--- start of Page excerpt ---
That’s important. You’re not going to get a politician who is attentive to your demands and your wants if you’re not voicing those consistently. I think one thing you can draw from this is that politicians are going to be frustrated by hearing people yell at them, and you should yell at them anyway. Because your job as a citizen is not to make sure that they don’t feel frustrated. Your job as a citizen is to try to get them to do what you want them to do.

I’m struck by how Lincoln basically plays head games with so many people. He floats a policy he has no intention of adopting, just to scare people into line, or he pretends he’s doing one thing just to gauge reaction when he’s actually always planning to do the other. It’s pragmatic, but it made me kind of feel uneasy about Lincoln as a person. How do you feel about that? Do you see any national politicians who are using that kind of savvy manipulation to advance their goals?
I think all successful politicians essentially do something like this. Part of being successful, especially on the national stage, is somehow being all things to all people. Everyone looks at you and says, I think that guy’s on my side, and that requires a willingness to, as you note, say one thing and do another, float ideas you don’t ever intend to follow through on, and engage in forms of political deception. I think that is politics. That is what successful politics requires.
I think that for Lincoln, and I think for the most successful politicians in our history, that kind of political deception isn’t done for its own sake. It’s done for the purpose of accomplishing something. I can name quite a few politicians who are slippery in that regard, but slipperiness without some kind of endpoint, without some kind of conviction for what you’re doing, that I think creates mistrust. It can fracture coalitions. Because if you are slippery, but then you eventually accomplish something that the coalition wants, people kind of forgive it. And if you don’t, then they don’t.
--- end of Page excerpt ---
# Parts of the exercise
1. In the Lincoln interview, substitute "evasive" for "slippery" and write out the passage that begins at the words "I think that for" and stops after "then they don’t.".
2. Carry on the Lincoln interview past its last sentence.
--- start of Record extracts ---
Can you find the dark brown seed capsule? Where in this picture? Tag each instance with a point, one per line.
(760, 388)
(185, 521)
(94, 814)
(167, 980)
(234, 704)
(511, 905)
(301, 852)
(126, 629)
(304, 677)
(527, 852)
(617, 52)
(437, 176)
--- end of Record extracts ---
--- start of Record extracts ---
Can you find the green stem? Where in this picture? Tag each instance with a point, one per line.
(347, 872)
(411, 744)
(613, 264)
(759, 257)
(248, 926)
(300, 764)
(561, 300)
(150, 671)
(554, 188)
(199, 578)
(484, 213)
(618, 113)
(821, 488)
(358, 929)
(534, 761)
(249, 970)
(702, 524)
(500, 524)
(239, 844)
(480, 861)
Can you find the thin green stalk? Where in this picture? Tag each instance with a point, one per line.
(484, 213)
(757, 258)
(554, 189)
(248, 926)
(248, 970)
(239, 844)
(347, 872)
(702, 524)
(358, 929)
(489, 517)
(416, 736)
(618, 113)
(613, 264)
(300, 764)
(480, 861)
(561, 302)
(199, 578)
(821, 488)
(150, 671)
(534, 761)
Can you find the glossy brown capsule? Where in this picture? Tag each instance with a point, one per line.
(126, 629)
--- end of Record extracts ---
# The answers
1.
I think that for Lincoln, and I think for the most successful politicians in our history, that kind of political deception isn’t done for its own sake. It’s done for the purpose of accomplishing something. I can name quite a few politicians who are evasive in that regard, but slipperiness without some kind of endpoint, without some kind of conviction for what you’re doing, that I think creates mistrust. It can fracture coalitions. Because if you are evasive, but then you eventually accomplish something that the coalition wants, people kind of forgive it. And if you don’t, then they don’t.

2.
For an example of what it looks like when you don’t accomplish anything, I think the fact that Kamala Harris has not a great reputation within the Democratic Party right now is an example of sort of playing high-level politics, but without a kind of a firm sense of principle behind it. And on the other end, someone like [Alexandria Ocasio-Cortez] has done the thing right, where you are clearly trying to appeal to various parts of your coalition by saying what they want to hear, but you have your own path in mind. She clearly has a goal she wants to accomplish, and inasmuch as she can reach that goal, I think people basically say, “all right, well, that’s politics,” and they’re okay with it. But we’ll see. You can imagine a world where Donald Trump is that kind of figure, because he does say whatever anyone wants to hear. But it’s so clear that he does it for his own sake, for his own very narrow interest, that it’s not something that people can look past.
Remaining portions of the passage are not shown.